EXCERPT
While a system is being developed, there are scenarios and workflows that define the overall experience.  Even with the best possible foresight, it is well-established that there is a high error rate in determining how a system will be used in the real world.  Some of these errors are fairly gross but many are more nuanced, and depend on the context of usage.  The more general purpose a system is the more likely it is to find the usage of a system to be substantially different from what it was designed to do.  Conversely, the more task-oriented a system is the more likely it is to quickly see the mistakes or sub-optimal choices that got made.

Usage quickly gets to assumptions built into the system.  List boxes designed to hold 100 names work well unless everyone has 1000 names in their lists.  Systems designed for high latency networks behave differently when everyone has broadband.  And while your web site might be great on a 15” laptop, one day you might find more people accessing it from a mobile browser with touch.  These represent the rug being pulled out from under your usage assumptions.  Your system implementation became legacy while people are just using it because they used it differently than you assumed.

OBJECTIVE A
Using the excerpt on usage assumptions, explain in one to three sentences why a system implementation can become legacy while people are still using it.
OBJECTIVE B
Collect every line in the rows that contains the string "Target", treating case as significant.

INPUT RECORDS

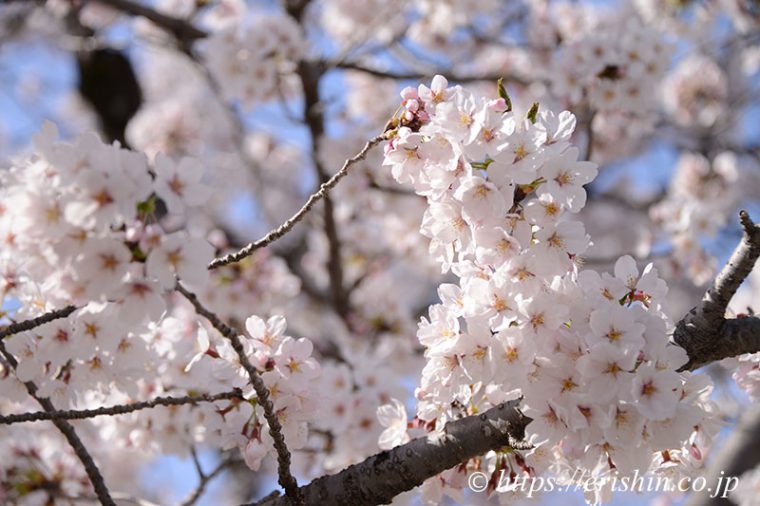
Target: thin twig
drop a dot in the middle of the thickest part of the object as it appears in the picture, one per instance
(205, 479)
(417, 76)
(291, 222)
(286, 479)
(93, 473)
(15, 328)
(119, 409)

---

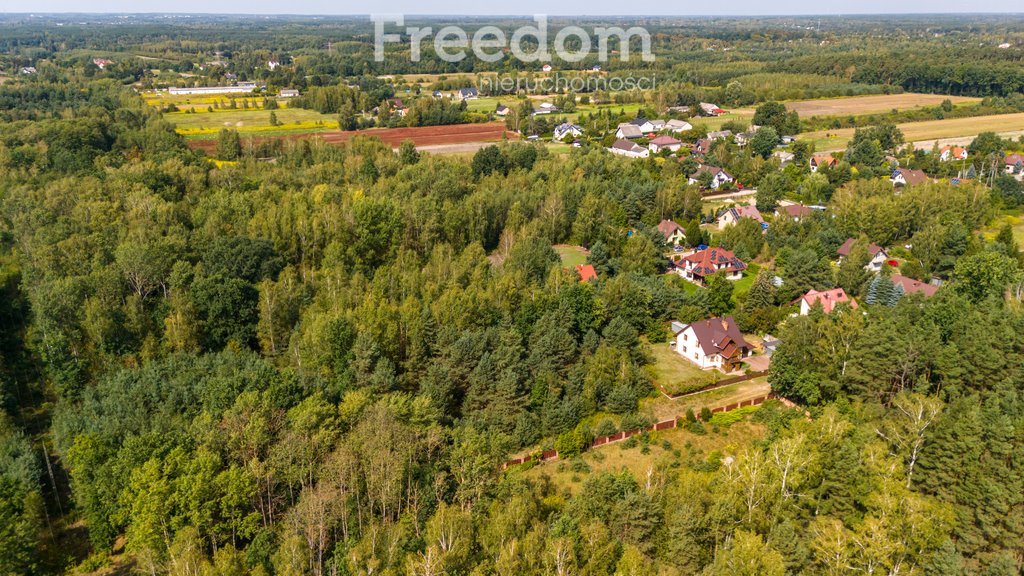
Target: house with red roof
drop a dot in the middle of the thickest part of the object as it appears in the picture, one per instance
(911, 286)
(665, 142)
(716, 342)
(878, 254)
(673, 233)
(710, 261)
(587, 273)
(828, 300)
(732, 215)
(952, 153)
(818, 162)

TASK RESPONSE A
It becomes legacy because people used it differently than its designers assumed. Real usage overturns the assumptions built into the system, as when list boxes designed to hold 100 names meet users who have 1000 names in their lists.

TASK RESPONSE B
Target: thin twig
Target: house with red roof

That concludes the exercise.